◆ **Page extract**:
By converting loan and asset data into structured, blockchain-based records, tokenization enables seamless integration across systems while maintaining data integrity. Individual attributes, such as income, employment, collateral details, and loan terms, can be validated once and referenced across stakeholders without repeated manual intervention.
Security is embedded directly into this model. Cryptographic hashing, immutable records, and built-in auditability protect data integrity at the system level. These characteristics reduce reconciliation risk and improve trust between counterparties.
Equally important is permissioned access. Tokenized data can be shared selectively by role, time, and purpose, reducing unnecessary duplication while supporting regulatory compliance. Instead of repeatedly uploading sensitive documents across multiple systems, participants reference the same underlying data with controlled access.
Rather than layering security and transparency on top of legacy workflows, tokenization embeds them directly into the infrastructure itself.

◆ **Prompt**: Reproduce the passage on loan data tokenization between "Security is embedded" and "the infrastructure itself.", inclusive. The entries that follow were taken from a separate source.

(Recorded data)
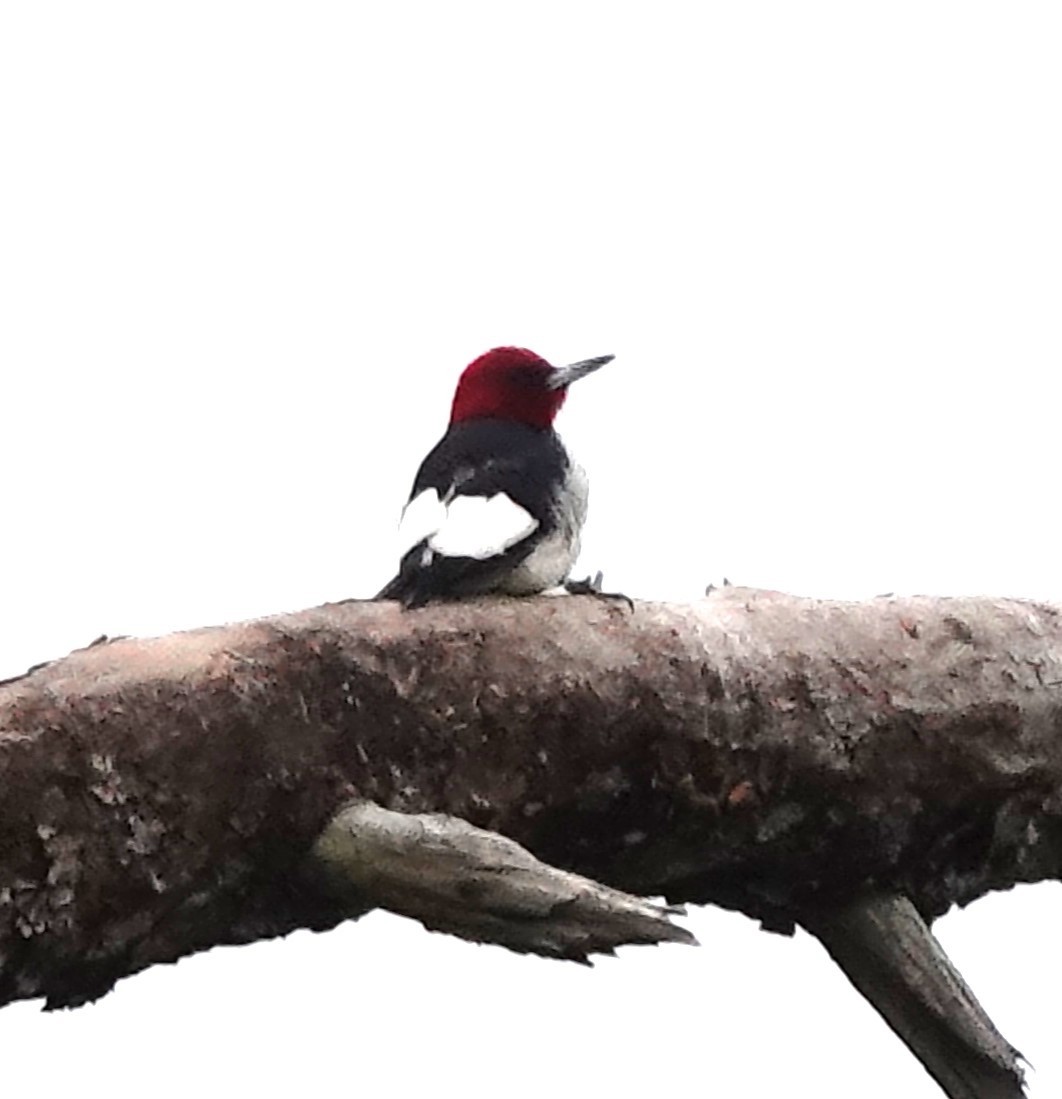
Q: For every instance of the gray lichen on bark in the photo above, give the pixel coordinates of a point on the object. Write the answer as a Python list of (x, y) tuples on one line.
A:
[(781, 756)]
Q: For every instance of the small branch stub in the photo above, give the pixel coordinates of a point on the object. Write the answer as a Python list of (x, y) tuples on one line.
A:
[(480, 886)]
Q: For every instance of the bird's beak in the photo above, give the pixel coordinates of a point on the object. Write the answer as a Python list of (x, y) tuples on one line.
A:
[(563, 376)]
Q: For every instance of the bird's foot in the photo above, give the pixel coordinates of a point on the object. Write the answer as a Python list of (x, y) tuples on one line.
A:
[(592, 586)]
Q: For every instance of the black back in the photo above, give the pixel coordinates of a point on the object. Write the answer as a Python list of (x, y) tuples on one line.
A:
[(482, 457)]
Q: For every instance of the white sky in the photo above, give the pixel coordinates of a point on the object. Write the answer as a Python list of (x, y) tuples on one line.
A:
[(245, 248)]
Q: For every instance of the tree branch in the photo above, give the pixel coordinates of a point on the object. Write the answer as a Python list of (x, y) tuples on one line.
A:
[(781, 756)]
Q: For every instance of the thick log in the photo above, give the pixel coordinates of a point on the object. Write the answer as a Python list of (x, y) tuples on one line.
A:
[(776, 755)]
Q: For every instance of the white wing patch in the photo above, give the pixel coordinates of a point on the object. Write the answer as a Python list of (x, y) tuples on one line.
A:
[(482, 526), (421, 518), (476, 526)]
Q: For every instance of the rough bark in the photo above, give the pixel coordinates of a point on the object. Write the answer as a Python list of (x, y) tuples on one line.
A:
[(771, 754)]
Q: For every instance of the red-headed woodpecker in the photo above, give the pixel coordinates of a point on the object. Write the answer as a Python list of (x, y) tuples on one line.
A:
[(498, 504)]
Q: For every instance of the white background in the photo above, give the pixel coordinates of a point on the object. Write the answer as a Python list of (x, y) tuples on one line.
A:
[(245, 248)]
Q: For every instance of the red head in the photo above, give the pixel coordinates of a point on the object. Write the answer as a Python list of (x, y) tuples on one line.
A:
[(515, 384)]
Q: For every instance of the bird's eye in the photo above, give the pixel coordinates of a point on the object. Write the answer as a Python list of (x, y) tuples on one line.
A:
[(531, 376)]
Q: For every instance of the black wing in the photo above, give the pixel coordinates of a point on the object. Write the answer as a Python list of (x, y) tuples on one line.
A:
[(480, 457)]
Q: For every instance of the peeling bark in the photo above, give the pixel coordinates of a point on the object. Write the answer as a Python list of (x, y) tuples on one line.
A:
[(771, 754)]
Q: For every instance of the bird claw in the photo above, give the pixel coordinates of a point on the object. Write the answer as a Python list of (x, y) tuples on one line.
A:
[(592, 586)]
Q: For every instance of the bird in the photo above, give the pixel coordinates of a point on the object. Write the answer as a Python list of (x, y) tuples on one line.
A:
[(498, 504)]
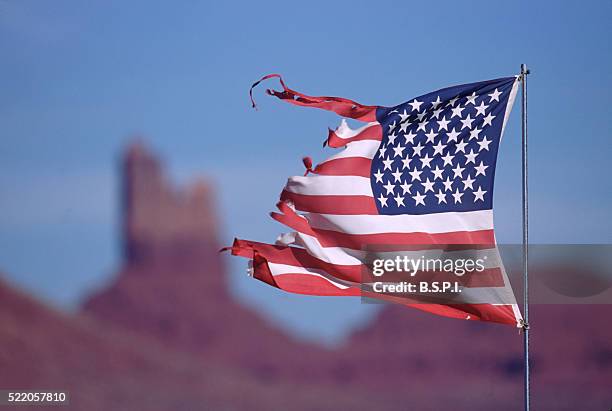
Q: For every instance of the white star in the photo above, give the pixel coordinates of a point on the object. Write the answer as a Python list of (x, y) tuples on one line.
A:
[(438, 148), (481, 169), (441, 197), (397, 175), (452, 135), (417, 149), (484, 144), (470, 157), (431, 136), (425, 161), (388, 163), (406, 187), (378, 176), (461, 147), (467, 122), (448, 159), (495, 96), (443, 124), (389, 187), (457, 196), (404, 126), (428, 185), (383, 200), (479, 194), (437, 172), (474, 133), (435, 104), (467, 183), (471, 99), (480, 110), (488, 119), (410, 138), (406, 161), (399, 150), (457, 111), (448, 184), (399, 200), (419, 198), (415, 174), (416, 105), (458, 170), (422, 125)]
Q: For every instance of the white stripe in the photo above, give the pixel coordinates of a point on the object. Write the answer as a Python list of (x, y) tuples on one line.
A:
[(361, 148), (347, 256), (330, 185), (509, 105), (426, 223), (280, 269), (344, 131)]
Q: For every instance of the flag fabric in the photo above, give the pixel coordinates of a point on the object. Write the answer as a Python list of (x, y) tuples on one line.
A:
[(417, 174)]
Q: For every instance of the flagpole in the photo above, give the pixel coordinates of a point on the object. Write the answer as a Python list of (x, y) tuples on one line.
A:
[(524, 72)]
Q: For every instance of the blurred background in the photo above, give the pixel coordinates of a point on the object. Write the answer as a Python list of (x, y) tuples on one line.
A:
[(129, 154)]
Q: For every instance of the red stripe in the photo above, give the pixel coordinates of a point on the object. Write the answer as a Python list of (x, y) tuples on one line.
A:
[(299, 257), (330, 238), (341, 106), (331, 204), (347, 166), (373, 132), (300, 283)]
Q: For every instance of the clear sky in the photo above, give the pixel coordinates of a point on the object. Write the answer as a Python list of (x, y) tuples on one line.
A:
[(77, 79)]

◆ **The completed task**:
Security is embedded directly into this model. Cryptographic hashing, immutable records, and built-in auditability protect data integrity at the system level. These characteristics reduce reconciliation risk and improve trust between counterparties.
Equally important is permissioned access. Tokenized data can be shared selectively by role, time, and purpose, reducing unnecessary duplication while supporting regulatory compliance. Instead of repeatedly uploading sensitive documents across multiple systems, participants reference the same underlying data with controlled access.
Rather than layering security and transparency on top of legacy workflows, tokenization embeds them directly into the infrastructure itself.